*Work order*: After locating the line with "Please examine the image above and find the concrete", reproduce it and all following lines of the listing below exactly, stopping only at the final line.

*Listed records*:

=== Section Start ===

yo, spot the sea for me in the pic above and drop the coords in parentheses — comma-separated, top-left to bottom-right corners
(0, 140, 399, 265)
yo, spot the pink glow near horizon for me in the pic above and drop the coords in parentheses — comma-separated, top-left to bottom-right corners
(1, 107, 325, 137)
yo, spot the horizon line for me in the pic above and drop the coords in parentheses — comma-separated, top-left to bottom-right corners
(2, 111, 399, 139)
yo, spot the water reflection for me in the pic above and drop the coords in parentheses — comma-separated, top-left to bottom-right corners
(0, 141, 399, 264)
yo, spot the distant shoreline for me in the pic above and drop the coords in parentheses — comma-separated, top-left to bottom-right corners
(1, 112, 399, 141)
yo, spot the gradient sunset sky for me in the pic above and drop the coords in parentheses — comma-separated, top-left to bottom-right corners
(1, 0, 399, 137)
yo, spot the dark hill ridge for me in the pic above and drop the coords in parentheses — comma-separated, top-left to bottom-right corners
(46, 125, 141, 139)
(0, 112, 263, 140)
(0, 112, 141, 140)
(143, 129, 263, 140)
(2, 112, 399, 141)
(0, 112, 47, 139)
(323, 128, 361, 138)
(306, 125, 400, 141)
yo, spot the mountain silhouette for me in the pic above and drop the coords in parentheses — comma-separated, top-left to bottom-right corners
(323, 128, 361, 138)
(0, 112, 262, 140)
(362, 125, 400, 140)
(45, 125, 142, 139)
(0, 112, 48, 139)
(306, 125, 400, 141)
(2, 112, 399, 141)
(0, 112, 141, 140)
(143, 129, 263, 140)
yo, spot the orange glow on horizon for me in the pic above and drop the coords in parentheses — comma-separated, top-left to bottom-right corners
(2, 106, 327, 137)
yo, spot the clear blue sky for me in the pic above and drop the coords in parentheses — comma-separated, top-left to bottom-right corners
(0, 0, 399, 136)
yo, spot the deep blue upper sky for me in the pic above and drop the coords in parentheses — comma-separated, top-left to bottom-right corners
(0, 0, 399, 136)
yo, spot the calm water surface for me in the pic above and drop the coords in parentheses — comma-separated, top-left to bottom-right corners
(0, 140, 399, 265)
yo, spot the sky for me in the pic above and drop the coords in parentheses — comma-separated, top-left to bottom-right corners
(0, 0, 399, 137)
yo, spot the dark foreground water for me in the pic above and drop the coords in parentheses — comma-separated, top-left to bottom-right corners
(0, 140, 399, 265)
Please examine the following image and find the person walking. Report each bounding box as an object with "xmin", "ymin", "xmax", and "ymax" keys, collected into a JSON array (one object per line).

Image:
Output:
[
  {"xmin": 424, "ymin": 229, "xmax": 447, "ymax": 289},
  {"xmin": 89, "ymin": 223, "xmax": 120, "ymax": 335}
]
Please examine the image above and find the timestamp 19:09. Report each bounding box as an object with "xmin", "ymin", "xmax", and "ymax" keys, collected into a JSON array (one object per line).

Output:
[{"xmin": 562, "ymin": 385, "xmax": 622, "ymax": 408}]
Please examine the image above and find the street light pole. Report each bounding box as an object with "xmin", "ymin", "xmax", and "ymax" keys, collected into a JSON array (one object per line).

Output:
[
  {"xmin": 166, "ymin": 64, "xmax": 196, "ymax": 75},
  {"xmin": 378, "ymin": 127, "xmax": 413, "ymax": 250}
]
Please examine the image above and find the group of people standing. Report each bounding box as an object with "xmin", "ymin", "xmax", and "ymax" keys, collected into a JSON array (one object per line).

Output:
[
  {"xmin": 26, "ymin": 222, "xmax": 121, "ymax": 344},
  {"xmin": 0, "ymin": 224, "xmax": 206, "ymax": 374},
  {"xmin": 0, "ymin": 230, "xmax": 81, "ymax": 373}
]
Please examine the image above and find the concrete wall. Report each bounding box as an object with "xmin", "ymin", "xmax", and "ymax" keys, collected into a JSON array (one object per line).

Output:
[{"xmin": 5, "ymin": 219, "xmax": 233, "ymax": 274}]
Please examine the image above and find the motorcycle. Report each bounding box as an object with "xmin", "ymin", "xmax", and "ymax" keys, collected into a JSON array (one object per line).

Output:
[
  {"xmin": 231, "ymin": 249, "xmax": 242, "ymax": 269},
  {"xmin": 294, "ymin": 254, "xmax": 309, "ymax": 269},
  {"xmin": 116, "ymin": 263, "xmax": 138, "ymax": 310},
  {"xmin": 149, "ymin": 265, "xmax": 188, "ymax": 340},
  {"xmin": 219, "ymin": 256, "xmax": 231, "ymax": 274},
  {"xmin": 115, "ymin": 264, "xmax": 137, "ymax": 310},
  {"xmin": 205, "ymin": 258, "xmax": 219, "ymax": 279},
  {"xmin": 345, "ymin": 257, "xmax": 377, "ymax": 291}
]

=== Section End ===

*Answer space*:
Please examine the image above and find the concrete wall. Report each bounding box as an object with "xmin", "ymin", "xmax", and "ymax" keys, collected into a JSON array (one object per line).

Output:
[{"xmin": 5, "ymin": 219, "xmax": 233, "ymax": 274}]
Please examine the image above and find the motorcycle. Report each bounding box as an object with "xmin", "ymin", "xmax", and "ymax" keys, collected into a JSON array (one object per line).

Output:
[
  {"xmin": 231, "ymin": 249, "xmax": 242, "ymax": 269},
  {"xmin": 294, "ymin": 254, "xmax": 309, "ymax": 269},
  {"xmin": 116, "ymin": 263, "xmax": 138, "ymax": 310},
  {"xmin": 149, "ymin": 265, "xmax": 188, "ymax": 340},
  {"xmin": 219, "ymin": 256, "xmax": 231, "ymax": 274},
  {"xmin": 115, "ymin": 264, "xmax": 137, "ymax": 310},
  {"xmin": 205, "ymin": 258, "xmax": 219, "ymax": 279},
  {"xmin": 345, "ymin": 257, "xmax": 377, "ymax": 291}
]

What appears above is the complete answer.